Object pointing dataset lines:

■ ■ ■

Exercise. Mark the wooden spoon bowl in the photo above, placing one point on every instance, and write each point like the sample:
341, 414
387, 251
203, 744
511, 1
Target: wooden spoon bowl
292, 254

■ ■ ■

Objective
Reproduce all of the lines above word for word, without any change.

Answer for this exercise
Exercise. Mark the wooden spoon bowl in the photo above, placing one point on every instance, and write each point like the sample:
341, 414
387, 251
203, 744
511, 1
Target: wooden spoon bowl
292, 254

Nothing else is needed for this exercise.